Modify MBAR and Optimization docs

docs/user_guide/4.5Optimization.md

@@ -2,18 +2,16 @@
 
 ## 1. Theory
 
-Automatic differentiation is fundamental to DMFF and aids in neural network optimization. During training, it computes the derivatives from output to input using backpropagation, optimizing parameters through gradient descent. With its efficiency in optimizing high-dimensional parameters, this technique isn't limited to neural networks but suits any framework following the "input parameters → model computation → output" sequence, such as molecular dynamics (MD) simulations. Hence, using automatic differentiation and referencing experimental or ab initio data, we can optimize force field parameters by computing the output's derivative with respect to input parameters.
+Automatic differentiation is a crucial component of DMFF and plays a significant role in optimizing neural networks. This technique computes the derivatives of output with respect to input using backpropagation, so parameters optimization can be conducted using gradient descent algorithms. With its efficiency in optimizing high-dimensional parameters, this technique is not limited to training neural networks but is also suitable for any physical model optimization (i.e., molecular force field in the case of DMFF). A typical optimization recipe needs two key ingradients: 1. gradient evaluation, which can be done easily using JAX; and 2. an optimizer that takes gradient as inputs, and update parameters following certain optimization algorithm. To help the users building optimization workflows, DMFF provides an wrapper API for optimizers implemented in [Optax](https://github.com/google-deepmind/optax), which is introduced here.
 
 ## 2. Function module 
 
-Imports: Importing necessary modules and functions from `jax` and `optax`.
-
 Function `periodic_move`:
 - Creates a function to perform a periodic update on parameters. If the update causes the parameters to exceed a given range, they are wrapped around in a periodic manner (like an angle that wraps around after 360 degrees).
 
 Function `genOptimizer`:
 - It's a function to generate an optimizer based on user preferences.
-- Depending on the arguments, it can produce various optimization schemes, such as SGD, Nesterov, Adam, and others.

WHAT YOU NEED TO DO:
A. According to the optimization docs change, which library's optimizers does DMFF wrap in its API?
B. Extract the optimization docs change from "## 2. Function" up to and including "after 360 degrees).".

SUPPLIED RECORDS:

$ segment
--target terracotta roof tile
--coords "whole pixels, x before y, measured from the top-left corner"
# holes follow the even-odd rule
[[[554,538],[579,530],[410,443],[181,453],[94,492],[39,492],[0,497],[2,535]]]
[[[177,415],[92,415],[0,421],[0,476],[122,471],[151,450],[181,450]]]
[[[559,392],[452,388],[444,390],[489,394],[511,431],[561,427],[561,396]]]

RESPONSES FOR EACH TASK:
A. Optax

B.
## 2. Function module 
 
-Imports: Importing necessary modules and functions from `jax` and `optax`.
-
 Function `periodic_move`:
 - Creates a function to perform a periodic update on parameters. If the update causes the parameters to exceed a given range, they are wrapped around in a periodic manner (like an angle that wraps around after 360 degrees).